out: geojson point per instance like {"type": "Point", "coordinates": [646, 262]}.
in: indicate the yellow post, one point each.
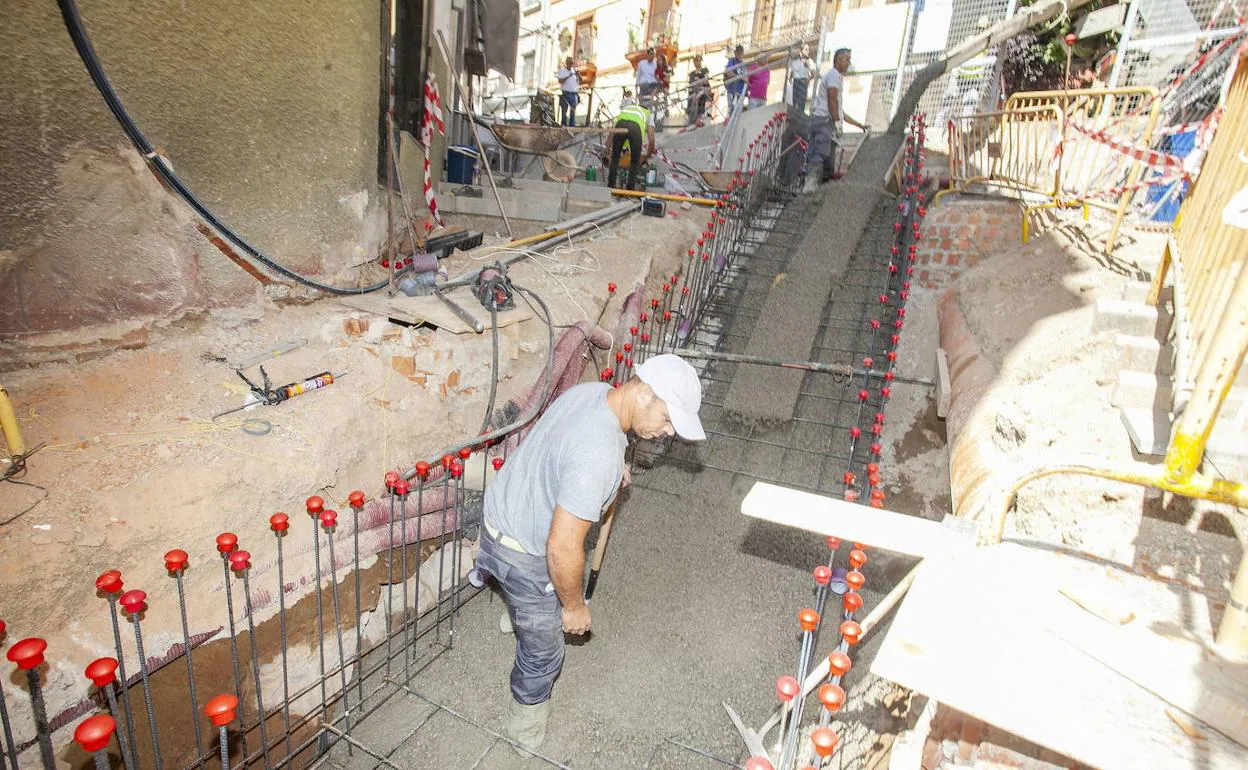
{"type": "Point", "coordinates": [9, 426]}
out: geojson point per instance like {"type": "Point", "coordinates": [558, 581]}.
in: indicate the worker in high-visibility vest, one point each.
{"type": "Point", "coordinates": [638, 121]}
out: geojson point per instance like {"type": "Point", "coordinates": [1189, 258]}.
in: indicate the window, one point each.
{"type": "Point", "coordinates": [583, 41]}
{"type": "Point", "coordinates": [659, 23]}
{"type": "Point", "coordinates": [527, 69]}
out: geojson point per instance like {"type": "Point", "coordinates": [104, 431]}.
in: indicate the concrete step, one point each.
{"type": "Point", "coordinates": [1141, 391]}
{"type": "Point", "coordinates": [1127, 317]}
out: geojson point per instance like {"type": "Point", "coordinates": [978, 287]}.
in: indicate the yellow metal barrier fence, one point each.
{"type": "Point", "coordinates": [1207, 260]}
{"type": "Point", "coordinates": [1072, 147]}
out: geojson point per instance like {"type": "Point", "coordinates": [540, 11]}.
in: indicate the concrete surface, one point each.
{"type": "Point", "coordinates": [268, 115]}
{"type": "Point", "coordinates": [790, 318]}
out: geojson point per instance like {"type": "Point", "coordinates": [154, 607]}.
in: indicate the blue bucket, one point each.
{"type": "Point", "coordinates": [1179, 145]}
{"type": "Point", "coordinates": [461, 165]}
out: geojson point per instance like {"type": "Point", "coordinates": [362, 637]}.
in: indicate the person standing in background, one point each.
{"type": "Point", "coordinates": [699, 91]}
{"type": "Point", "coordinates": [759, 80]}
{"type": "Point", "coordinates": [569, 82]}
{"type": "Point", "coordinates": [647, 79]}
{"type": "Point", "coordinates": [734, 77]}
{"type": "Point", "coordinates": [801, 68]}
{"type": "Point", "coordinates": [826, 121]}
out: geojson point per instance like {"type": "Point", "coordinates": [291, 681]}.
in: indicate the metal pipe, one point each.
{"type": "Point", "coordinates": [663, 196]}
{"type": "Point", "coordinates": [481, 147]}
{"type": "Point", "coordinates": [9, 426]}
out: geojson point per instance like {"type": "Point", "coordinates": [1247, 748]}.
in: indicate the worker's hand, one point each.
{"type": "Point", "coordinates": [575, 620]}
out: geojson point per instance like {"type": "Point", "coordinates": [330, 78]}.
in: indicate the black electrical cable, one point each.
{"type": "Point", "coordinates": [78, 33]}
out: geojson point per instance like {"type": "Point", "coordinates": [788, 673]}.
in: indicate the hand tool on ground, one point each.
{"type": "Point", "coordinates": [267, 394]}
{"type": "Point", "coordinates": [473, 323]}
{"type": "Point", "coordinates": [595, 565]}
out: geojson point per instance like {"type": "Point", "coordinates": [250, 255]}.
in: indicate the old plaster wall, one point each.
{"type": "Point", "coordinates": [267, 110]}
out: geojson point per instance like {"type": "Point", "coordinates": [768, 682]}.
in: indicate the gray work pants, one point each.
{"type": "Point", "coordinates": [821, 151]}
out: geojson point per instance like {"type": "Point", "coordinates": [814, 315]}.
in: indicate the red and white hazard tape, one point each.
{"type": "Point", "coordinates": [1153, 159]}
{"type": "Point", "coordinates": [431, 119]}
== == ==
● What is required
Reproduce every entry exactly, but omit each picture.

● Solved problem
out: geojson point per instance like {"type": "Point", "coordinates": [646, 262]}.
in: indicate the yellow post, one point each.
{"type": "Point", "coordinates": [9, 426]}
out: geojson point per instance like {"type": "Point", "coordinates": [558, 581]}.
in: indicate the worker in high-visibility vest, one point each.
{"type": "Point", "coordinates": [638, 121]}
out: geojson point per instance like {"type": "Point", "coordinates": [1189, 258]}.
in: indicate the window, one point each.
{"type": "Point", "coordinates": [583, 41]}
{"type": "Point", "coordinates": [659, 23]}
{"type": "Point", "coordinates": [527, 69]}
out: geojson point per instance like {"type": "Point", "coordinates": [104, 431]}.
in: indicate the concrete step, one point each.
{"type": "Point", "coordinates": [1141, 391]}
{"type": "Point", "coordinates": [1127, 317]}
out: geojson point per instance like {"type": "Point", "coordinates": [978, 287]}.
in: indicate the yellow metal barrier fence, one point each.
{"type": "Point", "coordinates": [1207, 260]}
{"type": "Point", "coordinates": [1072, 147]}
out: geojson point per instance like {"type": "Point", "coordinates": [540, 11]}.
in: indicate the concrete surface, one point each.
{"type": "Point", "coordinates": [268, 115]}
{"type": "Point", "coordinates": [790, 318]}
out: geojson point per instance like {"type": "Point", "coordinates": [154, 607]}.
in: indicate the blue bucket, one point each.
{"type": "Point", "coordinates": [1179, 145]}
{"type": "Point", "coordinates": [461, 165]}
out: geojson point per instance like {"type": "Point", "coordinates": [362, 637]}.
in: indicate the person standing in background, one point each.
{"type": "Point", "coordinates": [699, 91]}
{"type": "Point", "coordinates": [759, 80]}
{"type": "Point", "coordinates": [569, 82]}
{"type": "Point", "coordinates": [647, 79]}
{"type": "Point", "coordinates": [734, 77]}
{"type": "Point", "coordinates": [801, 68]}
{"type": "Point", "coordinates": [826, 121]}
out: geojson point per instance like {"type": "Point", "coordinates": [291, 681]}.
in: indicate the metal pipe, one point each.
{"type": "Point", "coordinates": [663, 196]}
{"type": "Point", "coordinates": [481, 147]}
{"type": "Point", "coordinates": [9, 426]}
out: geojson point per instance like {"type": "Point", "coordinates": [1247, 748]}.
in: indicate the worker's hand, one point each.
{"type": "Point", "coordinates": [575, 620]}
out: geojson point per instance like {"type": "Point", "coordinates": [330, 78]}.
in: indicate the black electrical cable, one point each.
{"type": "Point", "coordinates": [78, 33]}
out: geojson point per instance like {"type": "Point", "coordinates": [788, 673]}.
in: indicate the hand tool on ground, one point each.
{"type": "Point", "coordinates": [267, 394]}
{"type": "Point", "coordinates": [473, 323]}
{"type": "Point", "coordinates": [595, 565]}
out: geojson point per instance like {"type": "Point", "coordinates": [250, 255]}.
in: indicate the old plaster wall, one point each.
{"type": "Point", "coordinates": [267, 110]}
out: geojson point per instance like {"type": "Point", "coordinates": [768, 682]}.
in: indicate the gray work pants, one point each.
{"type": "Point", "coordinates": [821, 151]}
out: geojson point per instance like {"type": "Point", "coordinates": [814, 315]}.
in: indicate the red and white hazard tape, one point each.
{"type": "Point", "coordinates": [1153, 159]}
{"type": "Point", "coordinates": [431, 119]}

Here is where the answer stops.